**Problem to solve**: Rescale the data from the line containing "Where can you find the baseboard" through the line containing "point(576, 312)", inclusive. Rewrite every line, requests included, multiplying each coordinate in the answer points under "Marked at:" by 1.4 and rounding to whole numbers (halves go up), and leave the numbers in the requests and their sample points unchanged.

--

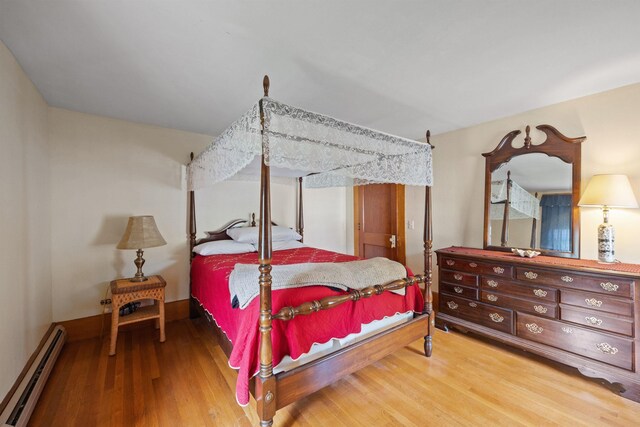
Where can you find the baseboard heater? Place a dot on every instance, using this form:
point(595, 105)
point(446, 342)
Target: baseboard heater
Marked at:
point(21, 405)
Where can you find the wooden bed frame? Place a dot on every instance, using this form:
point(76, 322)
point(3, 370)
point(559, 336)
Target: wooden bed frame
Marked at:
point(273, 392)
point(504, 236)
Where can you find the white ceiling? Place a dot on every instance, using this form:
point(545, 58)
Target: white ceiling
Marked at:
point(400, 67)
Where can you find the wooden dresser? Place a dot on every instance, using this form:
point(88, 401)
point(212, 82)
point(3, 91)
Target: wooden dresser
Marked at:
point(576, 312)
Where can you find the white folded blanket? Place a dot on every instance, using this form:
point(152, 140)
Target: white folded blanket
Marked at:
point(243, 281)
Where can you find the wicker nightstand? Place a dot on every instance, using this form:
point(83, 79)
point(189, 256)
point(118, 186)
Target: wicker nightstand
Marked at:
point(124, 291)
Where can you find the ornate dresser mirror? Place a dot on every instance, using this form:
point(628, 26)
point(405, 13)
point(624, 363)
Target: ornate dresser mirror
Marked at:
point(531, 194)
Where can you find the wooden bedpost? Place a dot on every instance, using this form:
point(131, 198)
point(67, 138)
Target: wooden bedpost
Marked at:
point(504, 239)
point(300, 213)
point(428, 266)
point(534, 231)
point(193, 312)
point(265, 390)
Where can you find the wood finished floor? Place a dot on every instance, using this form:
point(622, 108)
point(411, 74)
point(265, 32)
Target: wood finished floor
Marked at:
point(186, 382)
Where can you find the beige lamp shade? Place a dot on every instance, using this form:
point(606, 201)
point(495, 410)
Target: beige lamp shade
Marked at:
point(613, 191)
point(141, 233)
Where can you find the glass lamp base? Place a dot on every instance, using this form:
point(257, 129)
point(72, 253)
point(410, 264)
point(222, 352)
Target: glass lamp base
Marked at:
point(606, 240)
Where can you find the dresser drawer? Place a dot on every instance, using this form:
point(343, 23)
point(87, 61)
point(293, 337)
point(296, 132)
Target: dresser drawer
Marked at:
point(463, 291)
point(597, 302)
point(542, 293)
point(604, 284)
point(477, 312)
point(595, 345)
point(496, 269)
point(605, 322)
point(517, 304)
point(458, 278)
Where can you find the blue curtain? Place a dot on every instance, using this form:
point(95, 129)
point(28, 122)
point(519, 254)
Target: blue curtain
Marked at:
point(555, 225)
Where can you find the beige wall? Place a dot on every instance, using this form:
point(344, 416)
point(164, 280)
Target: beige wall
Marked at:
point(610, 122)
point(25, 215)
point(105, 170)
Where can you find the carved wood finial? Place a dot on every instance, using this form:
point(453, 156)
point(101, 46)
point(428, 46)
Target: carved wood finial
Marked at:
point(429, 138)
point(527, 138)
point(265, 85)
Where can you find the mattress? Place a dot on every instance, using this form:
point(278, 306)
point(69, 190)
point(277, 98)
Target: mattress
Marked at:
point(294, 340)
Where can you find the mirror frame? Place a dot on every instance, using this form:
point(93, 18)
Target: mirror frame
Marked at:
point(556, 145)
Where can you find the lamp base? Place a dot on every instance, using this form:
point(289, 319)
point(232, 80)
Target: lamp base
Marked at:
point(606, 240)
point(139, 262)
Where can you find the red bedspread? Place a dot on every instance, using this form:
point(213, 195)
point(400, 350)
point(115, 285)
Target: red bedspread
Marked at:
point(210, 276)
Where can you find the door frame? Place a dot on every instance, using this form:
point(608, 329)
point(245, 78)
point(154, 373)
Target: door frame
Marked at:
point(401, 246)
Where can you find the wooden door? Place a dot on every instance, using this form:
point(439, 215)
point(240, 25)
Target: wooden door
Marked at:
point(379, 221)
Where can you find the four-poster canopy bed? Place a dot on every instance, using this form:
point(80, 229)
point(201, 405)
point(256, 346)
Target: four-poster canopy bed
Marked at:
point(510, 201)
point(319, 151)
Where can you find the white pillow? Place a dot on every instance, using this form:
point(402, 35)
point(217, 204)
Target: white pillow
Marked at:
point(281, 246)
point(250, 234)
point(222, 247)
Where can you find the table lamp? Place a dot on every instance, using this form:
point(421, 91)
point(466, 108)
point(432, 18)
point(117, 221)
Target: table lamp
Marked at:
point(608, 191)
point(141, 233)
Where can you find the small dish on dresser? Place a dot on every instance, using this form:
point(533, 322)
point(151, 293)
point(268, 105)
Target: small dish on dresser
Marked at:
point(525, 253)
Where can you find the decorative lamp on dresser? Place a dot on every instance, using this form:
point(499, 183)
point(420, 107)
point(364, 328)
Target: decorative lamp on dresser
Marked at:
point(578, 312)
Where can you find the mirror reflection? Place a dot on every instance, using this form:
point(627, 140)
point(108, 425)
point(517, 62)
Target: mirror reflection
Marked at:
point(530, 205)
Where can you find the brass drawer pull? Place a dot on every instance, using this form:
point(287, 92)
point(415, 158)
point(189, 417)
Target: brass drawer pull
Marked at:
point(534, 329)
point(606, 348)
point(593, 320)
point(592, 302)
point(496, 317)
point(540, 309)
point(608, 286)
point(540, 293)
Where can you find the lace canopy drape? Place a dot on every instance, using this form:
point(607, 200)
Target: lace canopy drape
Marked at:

--

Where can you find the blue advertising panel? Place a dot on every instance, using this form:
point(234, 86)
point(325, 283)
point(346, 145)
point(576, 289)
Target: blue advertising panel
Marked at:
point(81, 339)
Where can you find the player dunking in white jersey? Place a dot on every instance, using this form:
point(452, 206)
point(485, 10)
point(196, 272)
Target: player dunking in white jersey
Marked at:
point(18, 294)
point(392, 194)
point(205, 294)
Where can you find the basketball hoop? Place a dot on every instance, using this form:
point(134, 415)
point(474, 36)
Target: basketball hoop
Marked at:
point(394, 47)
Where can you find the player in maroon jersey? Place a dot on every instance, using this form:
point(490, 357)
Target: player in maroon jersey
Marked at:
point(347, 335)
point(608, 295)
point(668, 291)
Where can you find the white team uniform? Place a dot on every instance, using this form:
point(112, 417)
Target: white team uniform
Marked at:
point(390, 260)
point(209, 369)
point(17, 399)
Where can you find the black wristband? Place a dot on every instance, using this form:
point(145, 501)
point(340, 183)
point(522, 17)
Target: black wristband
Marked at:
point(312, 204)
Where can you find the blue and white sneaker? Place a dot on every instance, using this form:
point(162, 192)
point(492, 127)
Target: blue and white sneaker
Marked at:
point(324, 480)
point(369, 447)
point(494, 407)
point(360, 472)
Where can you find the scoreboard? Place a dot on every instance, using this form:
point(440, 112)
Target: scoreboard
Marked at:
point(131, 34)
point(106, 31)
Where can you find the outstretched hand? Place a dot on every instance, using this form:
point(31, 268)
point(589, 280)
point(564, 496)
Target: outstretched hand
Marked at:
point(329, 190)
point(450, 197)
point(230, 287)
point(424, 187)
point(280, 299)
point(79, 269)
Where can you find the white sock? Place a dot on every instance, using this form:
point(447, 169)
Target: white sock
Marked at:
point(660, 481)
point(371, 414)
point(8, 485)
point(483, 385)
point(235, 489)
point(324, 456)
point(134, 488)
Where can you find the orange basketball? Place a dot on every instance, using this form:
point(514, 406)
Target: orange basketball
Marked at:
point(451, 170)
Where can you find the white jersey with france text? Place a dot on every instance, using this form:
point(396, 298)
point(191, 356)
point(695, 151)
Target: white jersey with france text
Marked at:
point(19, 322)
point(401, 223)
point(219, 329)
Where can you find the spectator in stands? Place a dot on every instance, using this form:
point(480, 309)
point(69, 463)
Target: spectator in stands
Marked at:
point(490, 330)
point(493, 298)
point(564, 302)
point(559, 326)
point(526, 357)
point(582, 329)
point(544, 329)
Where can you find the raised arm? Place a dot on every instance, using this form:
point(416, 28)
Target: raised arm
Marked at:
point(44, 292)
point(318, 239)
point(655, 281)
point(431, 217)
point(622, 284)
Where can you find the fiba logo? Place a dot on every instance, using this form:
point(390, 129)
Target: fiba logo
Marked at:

--

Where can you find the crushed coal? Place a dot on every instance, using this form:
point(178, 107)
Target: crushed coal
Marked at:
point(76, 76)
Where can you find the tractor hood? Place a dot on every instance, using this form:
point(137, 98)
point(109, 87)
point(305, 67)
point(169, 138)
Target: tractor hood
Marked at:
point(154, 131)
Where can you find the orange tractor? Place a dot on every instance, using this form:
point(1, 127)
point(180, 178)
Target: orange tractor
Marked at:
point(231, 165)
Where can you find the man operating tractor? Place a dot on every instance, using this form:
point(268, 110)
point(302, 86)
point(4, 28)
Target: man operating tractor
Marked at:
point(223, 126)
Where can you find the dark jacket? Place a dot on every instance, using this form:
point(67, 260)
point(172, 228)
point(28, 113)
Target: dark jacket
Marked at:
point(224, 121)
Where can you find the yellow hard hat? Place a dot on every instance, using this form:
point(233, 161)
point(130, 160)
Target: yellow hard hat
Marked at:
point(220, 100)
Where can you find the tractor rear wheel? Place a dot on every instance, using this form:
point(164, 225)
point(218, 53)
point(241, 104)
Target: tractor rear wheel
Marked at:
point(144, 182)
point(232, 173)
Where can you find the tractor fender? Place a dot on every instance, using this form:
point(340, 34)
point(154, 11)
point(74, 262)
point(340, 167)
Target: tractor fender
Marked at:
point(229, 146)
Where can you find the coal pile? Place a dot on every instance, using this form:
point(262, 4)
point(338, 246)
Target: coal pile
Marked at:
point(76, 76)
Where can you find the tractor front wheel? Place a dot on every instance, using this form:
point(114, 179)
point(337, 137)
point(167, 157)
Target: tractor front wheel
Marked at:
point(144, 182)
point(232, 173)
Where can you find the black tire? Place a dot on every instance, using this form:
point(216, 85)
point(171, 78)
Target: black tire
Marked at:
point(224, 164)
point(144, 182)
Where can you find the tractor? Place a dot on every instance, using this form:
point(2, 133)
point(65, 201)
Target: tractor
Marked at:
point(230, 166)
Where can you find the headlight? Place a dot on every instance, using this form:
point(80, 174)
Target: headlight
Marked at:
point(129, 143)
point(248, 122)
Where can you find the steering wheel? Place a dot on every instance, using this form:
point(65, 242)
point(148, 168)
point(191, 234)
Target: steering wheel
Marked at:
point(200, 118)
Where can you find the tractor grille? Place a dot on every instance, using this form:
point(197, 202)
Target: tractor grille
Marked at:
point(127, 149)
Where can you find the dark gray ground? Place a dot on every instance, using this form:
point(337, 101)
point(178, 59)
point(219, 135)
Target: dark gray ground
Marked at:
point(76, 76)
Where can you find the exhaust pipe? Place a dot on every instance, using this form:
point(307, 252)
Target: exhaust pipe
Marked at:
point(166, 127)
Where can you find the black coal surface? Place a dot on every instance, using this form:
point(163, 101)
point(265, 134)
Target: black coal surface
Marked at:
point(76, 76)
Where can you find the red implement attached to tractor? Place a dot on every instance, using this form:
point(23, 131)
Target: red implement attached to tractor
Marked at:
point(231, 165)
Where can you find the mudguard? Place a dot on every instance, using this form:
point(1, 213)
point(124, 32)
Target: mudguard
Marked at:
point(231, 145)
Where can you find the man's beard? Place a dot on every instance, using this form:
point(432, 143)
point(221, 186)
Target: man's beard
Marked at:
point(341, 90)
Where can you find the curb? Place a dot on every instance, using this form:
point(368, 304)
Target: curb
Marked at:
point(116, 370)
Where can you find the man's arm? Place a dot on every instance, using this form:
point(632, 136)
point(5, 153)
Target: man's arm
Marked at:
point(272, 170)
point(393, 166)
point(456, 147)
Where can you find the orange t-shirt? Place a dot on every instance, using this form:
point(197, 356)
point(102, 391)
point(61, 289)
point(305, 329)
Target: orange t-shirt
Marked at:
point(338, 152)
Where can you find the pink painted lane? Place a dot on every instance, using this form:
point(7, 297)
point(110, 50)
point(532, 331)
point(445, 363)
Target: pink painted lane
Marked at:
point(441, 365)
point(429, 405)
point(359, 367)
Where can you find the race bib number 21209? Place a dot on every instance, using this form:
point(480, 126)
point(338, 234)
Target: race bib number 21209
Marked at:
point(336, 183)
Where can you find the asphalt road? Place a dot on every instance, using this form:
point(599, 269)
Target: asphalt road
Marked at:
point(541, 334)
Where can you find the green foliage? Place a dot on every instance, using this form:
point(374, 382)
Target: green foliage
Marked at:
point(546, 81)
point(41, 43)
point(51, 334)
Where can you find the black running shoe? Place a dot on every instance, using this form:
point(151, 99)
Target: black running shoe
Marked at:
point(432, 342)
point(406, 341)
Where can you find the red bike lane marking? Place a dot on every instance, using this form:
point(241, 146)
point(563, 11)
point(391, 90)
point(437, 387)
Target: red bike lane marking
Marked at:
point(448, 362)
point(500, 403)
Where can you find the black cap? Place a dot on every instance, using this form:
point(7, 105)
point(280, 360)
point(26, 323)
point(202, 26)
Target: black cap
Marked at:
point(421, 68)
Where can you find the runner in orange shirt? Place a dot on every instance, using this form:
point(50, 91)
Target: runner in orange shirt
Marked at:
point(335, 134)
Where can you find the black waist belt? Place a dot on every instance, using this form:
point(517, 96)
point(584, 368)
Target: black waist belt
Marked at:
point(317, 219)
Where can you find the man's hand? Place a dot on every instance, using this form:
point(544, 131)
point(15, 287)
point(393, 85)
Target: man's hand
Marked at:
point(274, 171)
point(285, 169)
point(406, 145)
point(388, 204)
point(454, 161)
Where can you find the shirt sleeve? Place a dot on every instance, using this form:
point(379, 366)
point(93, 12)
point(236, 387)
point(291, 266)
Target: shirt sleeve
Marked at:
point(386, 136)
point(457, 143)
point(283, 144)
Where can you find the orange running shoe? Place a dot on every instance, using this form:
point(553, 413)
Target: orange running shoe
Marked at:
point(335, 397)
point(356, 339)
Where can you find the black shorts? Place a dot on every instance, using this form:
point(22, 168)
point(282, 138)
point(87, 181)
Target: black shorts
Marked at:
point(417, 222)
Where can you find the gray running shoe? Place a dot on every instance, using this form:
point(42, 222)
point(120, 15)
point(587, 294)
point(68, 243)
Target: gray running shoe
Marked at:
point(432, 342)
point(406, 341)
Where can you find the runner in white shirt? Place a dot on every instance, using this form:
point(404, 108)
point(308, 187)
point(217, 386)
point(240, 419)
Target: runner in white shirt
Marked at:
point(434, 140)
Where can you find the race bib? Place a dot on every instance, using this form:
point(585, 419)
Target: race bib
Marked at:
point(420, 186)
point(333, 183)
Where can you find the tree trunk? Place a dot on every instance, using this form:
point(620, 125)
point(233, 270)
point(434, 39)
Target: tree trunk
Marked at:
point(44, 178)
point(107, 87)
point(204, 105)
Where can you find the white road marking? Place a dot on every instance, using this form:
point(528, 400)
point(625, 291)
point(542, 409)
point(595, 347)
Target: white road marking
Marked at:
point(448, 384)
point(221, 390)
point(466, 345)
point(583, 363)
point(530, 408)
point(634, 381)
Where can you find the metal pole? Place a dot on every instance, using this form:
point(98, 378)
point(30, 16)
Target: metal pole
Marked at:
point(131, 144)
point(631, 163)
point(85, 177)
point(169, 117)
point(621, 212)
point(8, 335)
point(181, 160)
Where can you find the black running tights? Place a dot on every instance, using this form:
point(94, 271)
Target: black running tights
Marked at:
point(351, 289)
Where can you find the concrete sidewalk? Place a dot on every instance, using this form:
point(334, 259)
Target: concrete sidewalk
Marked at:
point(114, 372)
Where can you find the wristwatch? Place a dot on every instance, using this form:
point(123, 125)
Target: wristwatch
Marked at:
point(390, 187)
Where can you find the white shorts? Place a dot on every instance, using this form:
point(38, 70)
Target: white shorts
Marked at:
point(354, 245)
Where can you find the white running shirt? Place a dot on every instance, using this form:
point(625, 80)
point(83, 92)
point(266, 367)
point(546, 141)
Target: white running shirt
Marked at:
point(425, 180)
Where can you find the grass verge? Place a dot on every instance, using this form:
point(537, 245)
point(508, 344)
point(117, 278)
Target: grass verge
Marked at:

--

**Worked answer**:
Where can you find the baseboard heater? Place a dot on every instance, using this form:
point(595, 105)
point(446, 342)
Target: baseboard heater
Marked at:
point(29, 567)
Where can you find the wooden bed frame? Place a dot on every instance, using this form:
point(76, 322)
point(3, 370)
point(559, 336)
Target: wooden bed frame
Marked at:
point(382, 549)
point(706, 330)
Where can you find the white ceiling? Place a dot on every instance, using this form:
point(545, 58)
Target: white ceiling
Marked at:
point(560, 94)
Where can you find the wooden dresser? Place a dot on every instance, using this form:
point(88, 401)
point(212, 82)
point(3, 91)
Target: wooden dresser
Marked at:
point(806, 437)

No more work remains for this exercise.